■ **Exercise task a**
In the listing, rewrite the stretch from its start through the line that contains "(1392, 349)", changing "drop a point" to "mark a point" and leaving everything else untouched.

■ **Excerpted passage**
Follow the money, the commies do.
“The problem is simply in getting others to accept it.” Nothing that the murder of a few million people wouldn’t solve. No man, no problem and Uncle Joe knew that all value accrues to those in the top rung of the Ponzi scheme and it is especially nice to be king.
I don’t care what Marxist economics predicts what will happen in theory; in practice, everywhere it’s been tried, the end result is more inequality. A small class is extremely well-to-do and the majority of the populace has little or nothing. Not coincidentally, the small class that does well is comprised of politicians and their cronies. Anywhere you want to look – North Korea, Cuba, China (even today going from communism to crony capitalism) the USSR – that’s how it played out. Now look at America today – Barack Obama, a basically useless blowhard in a position of supreme power, flying around, playing golf, living the life of a billionaire, a life that he, unlike the people he routinely demonizes, did nothing to earn. If he has his way, it will play out again, here.
BOF@3: “If he has his way, it will play out again, here.”
You’re right. But if I have my way, it won’t. And if he has his way, then I won’t be around to suffer through it, having been mowed down by his “kinetic military specialists”. But if it comes to that, I hope I take at least one with me.

■ **Exercise task b**
Which countries does the comment thread name as places where this result played out?

■ **Records to use**
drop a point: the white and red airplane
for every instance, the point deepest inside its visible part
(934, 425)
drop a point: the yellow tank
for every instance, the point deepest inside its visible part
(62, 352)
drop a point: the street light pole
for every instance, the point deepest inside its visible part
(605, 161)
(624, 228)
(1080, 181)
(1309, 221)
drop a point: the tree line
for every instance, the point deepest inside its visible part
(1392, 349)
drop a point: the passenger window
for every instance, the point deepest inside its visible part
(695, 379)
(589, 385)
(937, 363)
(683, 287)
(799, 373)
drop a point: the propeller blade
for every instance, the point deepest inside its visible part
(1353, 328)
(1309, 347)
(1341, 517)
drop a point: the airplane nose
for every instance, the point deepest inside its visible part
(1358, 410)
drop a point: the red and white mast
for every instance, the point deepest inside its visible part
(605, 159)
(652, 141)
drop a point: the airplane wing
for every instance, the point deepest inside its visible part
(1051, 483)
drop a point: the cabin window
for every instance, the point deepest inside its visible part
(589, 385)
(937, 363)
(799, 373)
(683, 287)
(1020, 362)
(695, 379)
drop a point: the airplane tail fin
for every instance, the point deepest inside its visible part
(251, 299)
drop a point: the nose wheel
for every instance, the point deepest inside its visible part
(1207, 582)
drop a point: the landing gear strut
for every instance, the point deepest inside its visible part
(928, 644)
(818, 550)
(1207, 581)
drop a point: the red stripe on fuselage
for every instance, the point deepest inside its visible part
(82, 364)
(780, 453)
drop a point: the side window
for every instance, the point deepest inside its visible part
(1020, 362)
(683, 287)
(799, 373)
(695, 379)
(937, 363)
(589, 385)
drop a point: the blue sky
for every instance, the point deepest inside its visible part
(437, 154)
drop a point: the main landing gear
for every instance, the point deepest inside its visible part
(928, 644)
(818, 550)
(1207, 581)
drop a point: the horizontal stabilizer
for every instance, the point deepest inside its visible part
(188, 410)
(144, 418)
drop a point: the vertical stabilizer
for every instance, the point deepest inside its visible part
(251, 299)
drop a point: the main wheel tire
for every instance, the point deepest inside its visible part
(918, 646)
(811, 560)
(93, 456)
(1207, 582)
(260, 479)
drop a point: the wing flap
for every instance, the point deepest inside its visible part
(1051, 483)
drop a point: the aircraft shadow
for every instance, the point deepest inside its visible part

■ **Complete response a**
mark a point: the white and red airplane
for every instance, the point deepest inside its visible part
(934, 425)
mark a point: the yellow tank
for every instance, the point deepest inside its visible part
(62, 352)
mark a point: the street light pole
for every instance, the point deepest inside its visible part
(605, 161)
(624, 228)
(1080, 181)
(1309, 221)
mark a point: the tree line
for every instance, the point deepest inside its visible part
(1392, 349)

■ **Complete response b**
North Korea, Cuba, China and the USSR.